* [Objectif 1]
Recopiez le passage de l'extrait qui commence par les mots contenant « Haova Toboha, six » et se termine par « par la faim. ».
* [Objectif 2]
D'après l'extrait, combien de personnes les rations du PAM permettent-elles actuellement de faire survivre ?

Haova Toboha, six ans, tient fermement d'une main son petit sachet en plastique rempli de grains de maïs. De l'autre main, elle repousse les autres enfants et tente de grappiller dans la terre sablonneuse les grains tombés pendant une distribution de vivres effectuée par le Programme alimentaire mondial (PAM).

«J'ai ramassé ces grains, et je vais les ajouter à ceux que mes parents ont obtenus» durant la distribution du PAM, explique la petite fille, rencontrée dans le village de Berano, dans le sud de Madagascar.

Le PAM, dont les rations permettent actuellement à 120 000 personnes de survivre, a lancé un appel à l'aide internationale. Dans la région, une exceptionnelle sécheresse d'octobre à février a détruit les récoltes.

La nourriture s'est raréfiée, et les responsables locaux ont fait état de plusieurs cas d'enfants décédés, épuisés par la faim.

Au-delà de l'urgence, le PAM souhaiterait que des donateurs envoient immédiatement de quoi reconstituer les réserves alimentaires. «Les interventions, c'est maintenant qu'il faut les faire « indique à l'AFP la représentante adjointe du PAM à Madagascar Fatimata Sow Sidibe.

Les populations, exlique-t-elle, «sont en train de puiser dans leurs réserves alimentaires, et sont même en train de puiser dans les réserves de leurs corps».

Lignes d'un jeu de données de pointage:
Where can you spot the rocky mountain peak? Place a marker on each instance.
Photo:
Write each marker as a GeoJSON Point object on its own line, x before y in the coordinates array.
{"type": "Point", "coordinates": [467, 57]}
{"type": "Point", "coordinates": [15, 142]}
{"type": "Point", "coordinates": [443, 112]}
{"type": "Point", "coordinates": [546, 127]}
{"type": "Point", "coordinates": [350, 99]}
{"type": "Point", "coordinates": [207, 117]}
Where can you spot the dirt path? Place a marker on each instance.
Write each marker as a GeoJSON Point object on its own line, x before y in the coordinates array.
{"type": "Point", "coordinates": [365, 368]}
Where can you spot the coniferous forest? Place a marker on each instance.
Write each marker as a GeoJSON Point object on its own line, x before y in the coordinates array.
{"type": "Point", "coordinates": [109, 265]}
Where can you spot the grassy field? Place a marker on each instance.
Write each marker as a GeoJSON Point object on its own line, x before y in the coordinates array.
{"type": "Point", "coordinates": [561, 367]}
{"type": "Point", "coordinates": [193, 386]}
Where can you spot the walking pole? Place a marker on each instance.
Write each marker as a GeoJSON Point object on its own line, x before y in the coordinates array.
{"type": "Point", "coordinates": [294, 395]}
--
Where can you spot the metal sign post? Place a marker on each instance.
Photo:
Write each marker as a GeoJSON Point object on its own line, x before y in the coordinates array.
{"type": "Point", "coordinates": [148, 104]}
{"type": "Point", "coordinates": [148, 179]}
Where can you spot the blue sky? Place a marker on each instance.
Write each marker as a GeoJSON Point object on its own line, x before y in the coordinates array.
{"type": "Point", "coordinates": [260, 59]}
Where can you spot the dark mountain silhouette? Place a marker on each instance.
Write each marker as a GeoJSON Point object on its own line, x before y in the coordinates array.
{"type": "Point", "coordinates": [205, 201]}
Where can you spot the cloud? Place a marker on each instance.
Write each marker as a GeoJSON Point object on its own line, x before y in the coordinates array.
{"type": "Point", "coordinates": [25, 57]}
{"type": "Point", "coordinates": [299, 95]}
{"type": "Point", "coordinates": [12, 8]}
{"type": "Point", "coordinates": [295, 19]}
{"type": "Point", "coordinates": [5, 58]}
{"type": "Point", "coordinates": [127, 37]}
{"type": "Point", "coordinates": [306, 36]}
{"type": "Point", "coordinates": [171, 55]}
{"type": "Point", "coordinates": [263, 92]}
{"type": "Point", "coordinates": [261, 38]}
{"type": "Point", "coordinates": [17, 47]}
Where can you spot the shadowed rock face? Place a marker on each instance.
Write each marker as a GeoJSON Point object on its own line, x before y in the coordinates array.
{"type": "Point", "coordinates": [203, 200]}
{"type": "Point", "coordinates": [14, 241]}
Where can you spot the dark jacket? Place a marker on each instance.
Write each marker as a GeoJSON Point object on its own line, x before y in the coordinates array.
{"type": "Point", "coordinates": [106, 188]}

* [Réponse attendue 1]
Haova Toboha, six ans, tient fermement d'une main son petit sachet en plastique rempli de grains de maïs. De l'autre main, elle repousse les autres enfants et tente de grappiller dans la terre sablonneuse les grains tombés pendant une distribution de vivres effectuée par le Programme alimentaire mondial (PAM).

«J'ai ramassé ces grains, et je vais les ajouter à ceux que mes parents ont obtenus» durant la distribution du PAM, explique la petite fille, rencontrée dans le village de Berano, dans le sud de Madagascar.

Le PAM, dont les rations permettent actuellement à 120 000 personnes de survivre, a lancé un appel à l'aide internationale. Dans la région, une exceptionnelle sécheresse d'octobre à février a détruit les récoltes.

La nourriture s'est raréfiée, et les responsables locaux ont fait état de plusieurs cas d'enfants décédés, épuisés par la faim.

* [Réponse attendue 2]
120 000 personnes.